__Testo estratto__
• • •
Nonostante il gran numero di eventi simili verificati – si parla di centinaia di attacchi – tanto Mosca quanto Palazzo Mariinskij continuano a rispedire le accuse al mittente. I numeri, però, raccontano tutta un’altra storia: nel 2022 l’Ucraina ha conquistato il primato mondiale per vittime da munizioni a grappolo, usate “ampiamente” dalla Russia e “in misura minore” anche dall’Ucraina. L’ultimo Cluster Munition Monitor conta lì 890 delle 1172 vittime di attacchi con munizioni a grappolo registrate a livello globale, senza considerare almeno altri 51 attacchi della stessa natura di cui morti e feriti non sono stati censiti. Il 93,3% erano civili.
• • •
__Raccolta di record__
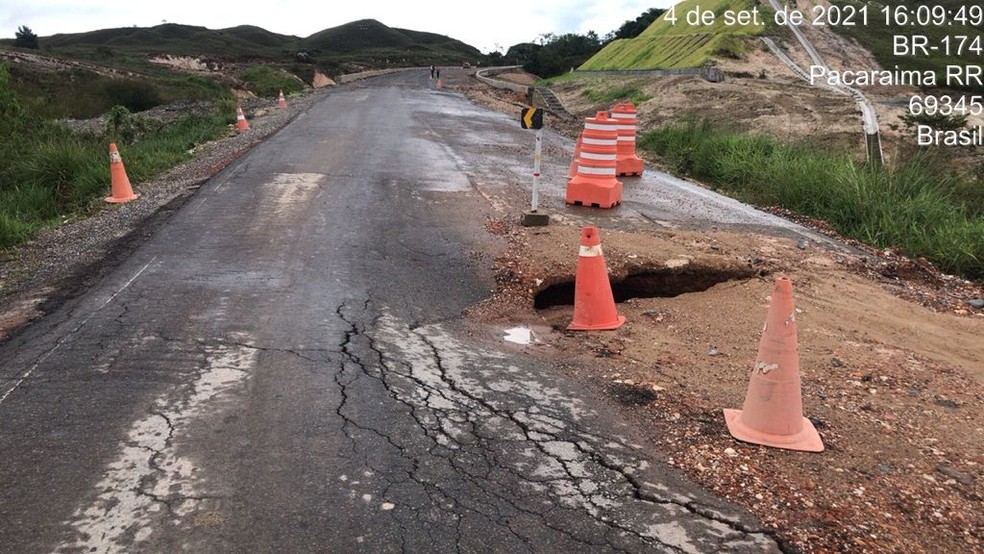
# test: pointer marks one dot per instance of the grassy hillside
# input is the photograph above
(878, 38)
(365, 42)
(669, 45)
(250, 57)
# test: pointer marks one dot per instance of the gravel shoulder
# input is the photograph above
(890, 361)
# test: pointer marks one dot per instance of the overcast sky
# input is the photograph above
(490, 25)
• • •
__Compiti__
a: Riscrivi i record dalla riga che contiene "# test: pointer marks one dot per instance of the overcast" fino alla fine dei record, sostituendo "overcast sky" con "cloudy sky" e lasciando tutto il resto invariato.
b: Prosegui il testo sulle vittime delle munizioni a grappolo in Ucraina a partire dal punto in cui si interrompe.

__In risposta__
a:
# test: pointer marks one dot per instance of the cloudy sky
# input is the photograph above
(490, 25)

b:
È notizia delle ultime settimane che sul campo non mancheranno neppure le non meno problematiche munizioni perforanti all’uranio impoverito made in USA (comunque in dotazione all’esercito ucraino sin dallo scorso marzo, quando a dare il via alle spedizioni era stato il Regno Unito).

Sempre un po’ più in là, dunque. Intanto, il sangue di 9.614 civili morti e 17.535 feriti ha già bagnato il terreno ucraino dal 24 febbraio 2022 (dati ufficiali OHCHR aggiornati al 10 settembre 2023). Le cifre reali sono “notevolmente più elevate”, e probabilmente neanche la fine del più grande conflitto che l’Europa abbia conosciuto dalla Seconda guerra mondiale ce le consegnerà.